§ **Written task 1**
Copy the rows below word for word, from the first row through the row containing "[449,204,503,282]".

Slightly tougher comps for Electronics and industrial in 2H

“when it comes to the comps, there’s a couple of different things going on. One, like for instance our Electronics and Industrial, both of those, I agree with you, we’re going to have slightly tougher comps in the second half of the year. In the case of Consumer and in Health Care, both of those will be seeing easier comps. I wouldn’t call it a big statement on our fact that we’re seeing an improving economy. We’re seeing a fairly stable economy outlook for the balance of the year.”

United Technologies 2Q17 Earnings Call Notes

Gregory Hayes

China is still a growing market

“So let me just add perhaps the more bullish view on China. It is still a growing market. The GDP there will grow more than 6.5%. Property prices remain strong. The long-term outlook is very good. Look, we’re suffering this year through really the remnants of what were a tough two years where pricing was very, very difficult. But I think to Akhil’s point, it’s encouraging what we’re seeing here in the quarter. And while we won’t see these in actual results play out until early next year, it’s still encouraging to see the Chinese market growing.”

Akhil Jori

Some talk of inflation in Europe

“The other aspect I would say is for Europe service, inflation is starting to at least be talked a little bit, even though at very small levels. But for many years, there was no discussion of inflation at all. And now at least there is some talk about potentially a little bit of inflation coming through, which will ultimately show up in our pricing and will relieve some of the price pressure we have seen in Europe, but still a long way to go, I would say.”

Government can move China much more than other markets

“of all the markets that we play in, China is probably the one where it’s most difficult to call in terms of exactly how it will play out. The government there has abilities to move the markets much more than other markets. And so my crystal ball is not that clear on Otis China.”

§ **Written task 2**
Continue the earnings call notes from the point where they stop.

Some rows:
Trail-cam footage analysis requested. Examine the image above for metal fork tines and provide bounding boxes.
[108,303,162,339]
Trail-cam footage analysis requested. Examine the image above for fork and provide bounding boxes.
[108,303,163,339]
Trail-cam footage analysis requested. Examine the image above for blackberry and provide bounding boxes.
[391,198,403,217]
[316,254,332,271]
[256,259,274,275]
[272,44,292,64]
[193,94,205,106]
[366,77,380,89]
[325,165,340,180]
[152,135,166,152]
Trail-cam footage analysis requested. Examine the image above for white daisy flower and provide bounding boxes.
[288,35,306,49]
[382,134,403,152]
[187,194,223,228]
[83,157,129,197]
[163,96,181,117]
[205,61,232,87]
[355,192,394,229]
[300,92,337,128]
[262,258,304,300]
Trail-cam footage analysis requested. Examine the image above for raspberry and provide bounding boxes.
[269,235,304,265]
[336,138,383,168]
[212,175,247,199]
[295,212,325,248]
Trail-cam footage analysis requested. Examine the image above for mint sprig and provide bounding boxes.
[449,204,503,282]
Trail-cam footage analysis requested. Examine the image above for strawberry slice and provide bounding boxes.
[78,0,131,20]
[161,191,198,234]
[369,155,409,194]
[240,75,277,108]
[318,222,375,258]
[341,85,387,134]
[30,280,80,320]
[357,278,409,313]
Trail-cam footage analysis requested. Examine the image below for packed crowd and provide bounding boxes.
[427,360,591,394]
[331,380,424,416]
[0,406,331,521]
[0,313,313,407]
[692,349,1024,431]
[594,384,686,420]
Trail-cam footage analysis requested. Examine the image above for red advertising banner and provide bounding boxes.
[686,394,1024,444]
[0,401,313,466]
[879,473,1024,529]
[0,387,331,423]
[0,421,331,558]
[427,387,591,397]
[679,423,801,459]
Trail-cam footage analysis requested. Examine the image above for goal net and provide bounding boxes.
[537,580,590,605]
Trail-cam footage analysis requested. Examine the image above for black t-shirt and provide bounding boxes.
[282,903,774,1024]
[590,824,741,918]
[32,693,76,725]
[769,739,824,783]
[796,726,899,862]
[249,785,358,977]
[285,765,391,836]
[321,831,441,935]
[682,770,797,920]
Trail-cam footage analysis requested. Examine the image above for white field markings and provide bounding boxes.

§ **Exercise output 1**
Trail-cam footage analysis requested. Examine the image above for metal fork tines and provide bounding boxes.
[108,303,162,339]
Trail-cam footage analysis requested. Examine the image above for fork and provide bounding boxes.
[108,303,163,339]
Trail-cam footage analysis requested. Examine the image above for blackberry and provide bounding boxes.
[391,198,403,217]
[316,254,332,271]
[256,259,274,275]
[272,44,292,64]
[193,94,205,106]
[366,77,380,89]
[325,165,340,180]
[152,135,166,152]
Trail-cam footage analysis requested. Examine the image above for white daisy flower and provide bounding boxes.
[288,35,306,49]
[382,134,403,152]
[187,194,223,228]
[83,157,129,197]
[163,96,181,117]
[205,61,232,87]
[355,192,394,229]
[300,92,337,128]
[262,258,304,300]
Trail-cam footage analysis requested. Examine the image above for raspberry and provide bounding boxes.
[269,235,304,265]
[336,138,383,168]
[212,175,247,199]
[295,212,325,248]
Trail-cam footage analysis requested. Examine the image above for mint sprig and provide bounding boxes.
[449,204,503,282]

§ **Exercise output 2**
Textron 2Q17 Earnings Call Notes

Scott Donnelly

Auto is flattish

“So I think if you look at the constituent parts obviously automotive right now is more flattish, so there is a little bit of difference regionally, North American auto is down a bit. so I think getting any kind of significant growth on the topics side right now was probably unlikely just given the nature of what’s going in the automotive segment. The business is still performing well”

We are increasing price that we are realizing

“as we have talked about we are increasing our price that we are realizing out there in the marketplace. We continue to do that and we continue to do that in the second quarter, so we are seeing improved pricing versus where we were last year when we said sort of said hey guys enough is enough, we need to start getting some price back into the market. For sure there was some mix out there of customers that are waiting to see some movement on the government side, from a tax standpoint which I think largely people feel would help to stimulate the economy and drive some GDP and improve their business outlook, which would give them more confidence to do capital expenditures on things across the whole business including business jets. So I think there is are still little bit of reservation around that, obviously it’s a relatively flattish market. So I think we are being successful on the price front. We are certainly willing to do that at the expense of some volume and there are certainly some customers who are holding out and that’s fine we are not going to give back on the pricing front, I think it’s moving in the right direction.”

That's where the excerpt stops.